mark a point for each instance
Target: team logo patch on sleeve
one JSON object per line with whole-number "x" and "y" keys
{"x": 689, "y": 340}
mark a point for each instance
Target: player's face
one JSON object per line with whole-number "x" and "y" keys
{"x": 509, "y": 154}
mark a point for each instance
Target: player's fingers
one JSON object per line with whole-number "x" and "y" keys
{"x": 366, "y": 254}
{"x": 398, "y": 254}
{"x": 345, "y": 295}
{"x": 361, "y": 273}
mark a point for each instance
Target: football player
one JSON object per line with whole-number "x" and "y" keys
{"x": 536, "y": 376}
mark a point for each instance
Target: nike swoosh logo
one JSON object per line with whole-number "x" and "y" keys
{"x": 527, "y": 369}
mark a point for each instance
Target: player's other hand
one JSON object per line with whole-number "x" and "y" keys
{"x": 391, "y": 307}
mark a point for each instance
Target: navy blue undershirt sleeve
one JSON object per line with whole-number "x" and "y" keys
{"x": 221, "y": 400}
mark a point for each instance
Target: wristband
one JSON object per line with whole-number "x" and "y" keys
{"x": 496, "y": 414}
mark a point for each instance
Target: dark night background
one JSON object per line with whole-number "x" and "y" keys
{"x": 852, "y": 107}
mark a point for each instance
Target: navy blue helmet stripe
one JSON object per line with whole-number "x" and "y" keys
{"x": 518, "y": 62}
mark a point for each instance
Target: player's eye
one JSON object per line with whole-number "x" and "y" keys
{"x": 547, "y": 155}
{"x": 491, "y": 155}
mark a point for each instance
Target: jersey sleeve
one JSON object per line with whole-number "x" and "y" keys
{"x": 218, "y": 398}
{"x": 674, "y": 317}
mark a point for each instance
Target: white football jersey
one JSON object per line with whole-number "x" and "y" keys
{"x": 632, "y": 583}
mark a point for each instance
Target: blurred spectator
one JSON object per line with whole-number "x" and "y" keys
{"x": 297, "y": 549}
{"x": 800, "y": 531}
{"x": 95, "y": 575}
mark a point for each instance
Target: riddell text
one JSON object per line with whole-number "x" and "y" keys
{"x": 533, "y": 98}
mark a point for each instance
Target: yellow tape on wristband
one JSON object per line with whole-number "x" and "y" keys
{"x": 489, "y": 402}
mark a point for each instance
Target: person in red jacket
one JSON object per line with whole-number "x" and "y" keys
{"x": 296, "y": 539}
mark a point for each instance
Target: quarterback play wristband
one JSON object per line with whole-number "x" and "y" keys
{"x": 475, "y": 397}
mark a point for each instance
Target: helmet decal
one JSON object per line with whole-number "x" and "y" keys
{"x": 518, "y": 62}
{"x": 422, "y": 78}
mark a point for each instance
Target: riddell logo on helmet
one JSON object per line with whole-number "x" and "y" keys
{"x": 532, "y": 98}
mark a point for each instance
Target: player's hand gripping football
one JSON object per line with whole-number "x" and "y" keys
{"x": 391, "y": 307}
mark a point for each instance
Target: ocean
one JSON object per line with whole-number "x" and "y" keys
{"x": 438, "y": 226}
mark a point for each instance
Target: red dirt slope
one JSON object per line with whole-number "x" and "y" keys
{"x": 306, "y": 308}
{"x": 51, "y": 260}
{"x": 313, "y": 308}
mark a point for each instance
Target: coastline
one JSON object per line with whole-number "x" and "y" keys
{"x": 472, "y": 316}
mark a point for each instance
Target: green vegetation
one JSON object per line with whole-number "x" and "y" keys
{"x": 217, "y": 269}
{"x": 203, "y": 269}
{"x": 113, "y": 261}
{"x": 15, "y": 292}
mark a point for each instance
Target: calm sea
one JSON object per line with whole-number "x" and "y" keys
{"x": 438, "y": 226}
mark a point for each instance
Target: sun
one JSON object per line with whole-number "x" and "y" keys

YOUR OBJECTIVE: Scan the records for the word "wristband", and copy each line where it is found.

ANSWER AREA:
Target: wristband
Target: yellow tape on wristband
Target: quarterback play wristband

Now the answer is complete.